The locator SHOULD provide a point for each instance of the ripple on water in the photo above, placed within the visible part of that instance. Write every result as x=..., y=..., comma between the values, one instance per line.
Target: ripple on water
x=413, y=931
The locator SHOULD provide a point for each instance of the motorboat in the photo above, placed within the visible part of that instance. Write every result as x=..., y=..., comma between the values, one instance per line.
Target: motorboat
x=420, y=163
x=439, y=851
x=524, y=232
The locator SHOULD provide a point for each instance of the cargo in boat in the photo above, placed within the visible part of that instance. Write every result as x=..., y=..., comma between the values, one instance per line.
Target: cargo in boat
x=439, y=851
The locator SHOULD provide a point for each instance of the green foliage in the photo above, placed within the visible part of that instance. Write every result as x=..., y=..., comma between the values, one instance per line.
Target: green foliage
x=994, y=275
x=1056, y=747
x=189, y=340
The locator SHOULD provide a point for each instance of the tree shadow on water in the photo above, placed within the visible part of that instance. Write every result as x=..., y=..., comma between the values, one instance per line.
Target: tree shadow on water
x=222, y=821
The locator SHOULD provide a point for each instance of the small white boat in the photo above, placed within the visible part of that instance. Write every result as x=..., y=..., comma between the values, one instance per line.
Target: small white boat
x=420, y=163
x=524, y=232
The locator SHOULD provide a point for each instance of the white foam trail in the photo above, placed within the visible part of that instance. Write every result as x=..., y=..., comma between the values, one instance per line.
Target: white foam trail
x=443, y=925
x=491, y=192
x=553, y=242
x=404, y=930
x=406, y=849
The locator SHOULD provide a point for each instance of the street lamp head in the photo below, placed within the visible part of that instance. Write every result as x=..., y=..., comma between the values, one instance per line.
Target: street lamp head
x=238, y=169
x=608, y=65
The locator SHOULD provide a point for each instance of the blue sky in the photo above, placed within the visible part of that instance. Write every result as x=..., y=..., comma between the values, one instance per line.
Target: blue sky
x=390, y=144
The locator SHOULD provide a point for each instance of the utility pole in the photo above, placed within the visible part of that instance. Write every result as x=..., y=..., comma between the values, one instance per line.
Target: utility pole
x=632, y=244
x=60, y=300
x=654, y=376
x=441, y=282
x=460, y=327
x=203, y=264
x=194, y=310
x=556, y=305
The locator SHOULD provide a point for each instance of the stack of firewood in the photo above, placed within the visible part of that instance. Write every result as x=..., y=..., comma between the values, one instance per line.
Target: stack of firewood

++++++++++

Challenge
Render every line above as a JSON list of strings, with one string per line and any blank lines omitted.

Full solution
[
  "The locator SHOULD provide a point for each instance of the ripple on water in the photo above, placed within the visible part of that instance. Write every result as x=..., y=..., comma between the values, one instance per line.",
  "Target: ripple on water",
  "x=413, y=931",
  "The locator SHOULD provide a point for each instance of the motorboat in the photo above, placed within the visible part of that instance. Write every result as x=..., y=..., comma between the values, one instance per line.",
  "Target: motorboat",
  "x=420, y=163",
  "x=439, y=851",
  "x=524, y=232",
  "The locator SHOULD provide a point for each instance of the cargo in boat in the photo above, placed within the visible part of that instance. Write every result as x=..., y=..., comma between the values, one instance per line.",
  "Target: cargo in boat",
  "x=439, y=851",
  "The locator SHOULD provide a point for each instance of the green foliage in the photo above, placed within the visible part of that instance. Write every result as x=..., y=..., comma between the values, one instance per line.",
  "Target: green foliage",
  "x=994, y=275",
  "x=1056, y=747",
  "x=189, y=340",
  "The locator SHOULD provide a point for each instance of the tree shadow on water in the photo above, placed within the visible part of that instance. Write every result as x=..., y=..., comma between the values, one instance per line.",
  "Target: tree shadow on water",
  "x=222, y=821",
  "The locator SHOULD provide a point for each instance of the small white boat in the photo above, placed within the visible part of that instance. Write every result as x=..., y=..., comma between the values, one instance per line.",
  "Target: small white boat",
  "x=420, y=163",
  "x=524, y=232",
  "The locator SHOULD provide a point for each instance of the white foam trail in the photo above, placed within the visible part of that instance. Write every result as x=..., y=..., comma between the values, one instance per line.",
  "Target: white foam trail",
  "x=443, y=925",
  "x=491, y=192",
  "x=553, y=242",
  "x=404, y=930",
  "x=406, y=849",
  "The locator SHOULD provide a point for each instance of the street lamp head in the photo below, placed within the visible part of that instance. Write every result as x=..., y=..., comma between the values, one instance per line.",
  "Target: street lamp head",
  "x=238, y=169",
  "x=608, y=65",
  "The locator SHOULD provide a point for each instance of the blue sky in the photo above, placed within the visible part of that instance. Write every result as x=..., y=..., comma between the values, one instance per line.",
  "Target: blue sky",
  "x=390, y=144",
  "The locator SHOULD provide a point for each instance of the utility pole in the photo above, placed within the visible part of that instance. Write every result as x=..., y=..., comma between the values, one instance per line.",
  "Target: utility pole",
  "x=632, y=244",
  "x=60, y=300",
  "x=654, y=376",
  "x=441, y=282",
  "x=460, y=327",
  "x=203, y=264",
  "x=194, y=310",
  "x=556, y=305",
  "The locator SHOULD provide a point for each instance of the stack of firewood in the photo above, placed within the visible part of that instance. Write every result as x=..., y=..., comma between the values, one instance per line.",
  "Target: stack of firewood"
]